- TO DO
Change every "fur" to "hair" in the material below, keep everything else the same, and rewrite it without the pictures.

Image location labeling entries
+++

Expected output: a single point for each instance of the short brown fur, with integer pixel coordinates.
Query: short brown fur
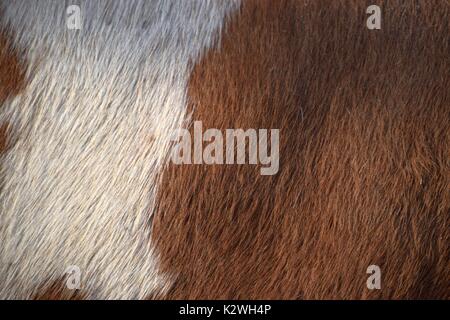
(364, 157)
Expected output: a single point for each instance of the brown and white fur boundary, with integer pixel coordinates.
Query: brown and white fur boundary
(364, 157)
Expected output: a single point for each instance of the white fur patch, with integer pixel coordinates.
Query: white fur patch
(91, 131)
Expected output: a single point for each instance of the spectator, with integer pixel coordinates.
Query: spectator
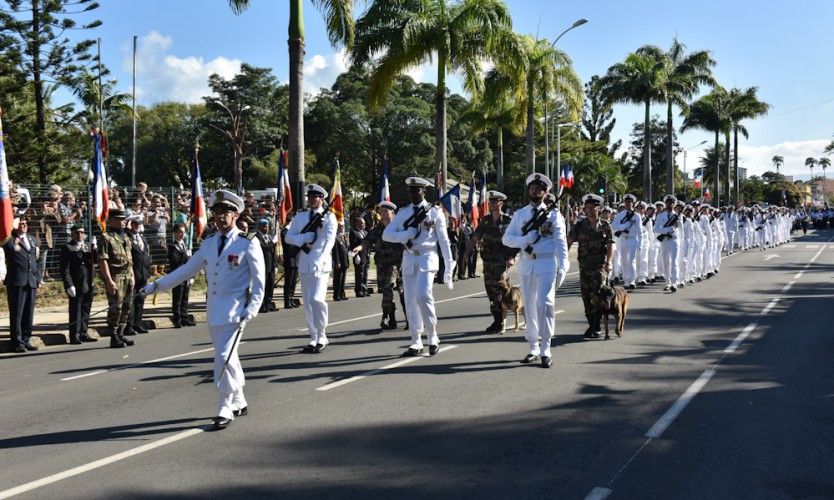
(21, 283)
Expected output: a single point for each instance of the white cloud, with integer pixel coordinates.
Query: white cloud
(161, 76)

+++

- TASK OUTPUT
Expected output: a single point for each instance of the short brown hair, with integer pixel coordinates.
Query: short brown hair
(364, 157)
Expected output: a single point for each instance of the brown and white hair boundary, with integer pixel coordinates.
Query: brown and white hair boundary
(364, 157)
Expected output: a single point for each instance of the white hair patch, with integer pixel coordinates.
Query: white hair patch
(91, 131)
Expected output: a single point for each instance of the spectator, with integer pixel coordinates.
Query: spectator
(21, 283)
Expected output: a single point for each instance of the white cloud, with integer pixel coordinates.
Query: white cloud
(161, 76)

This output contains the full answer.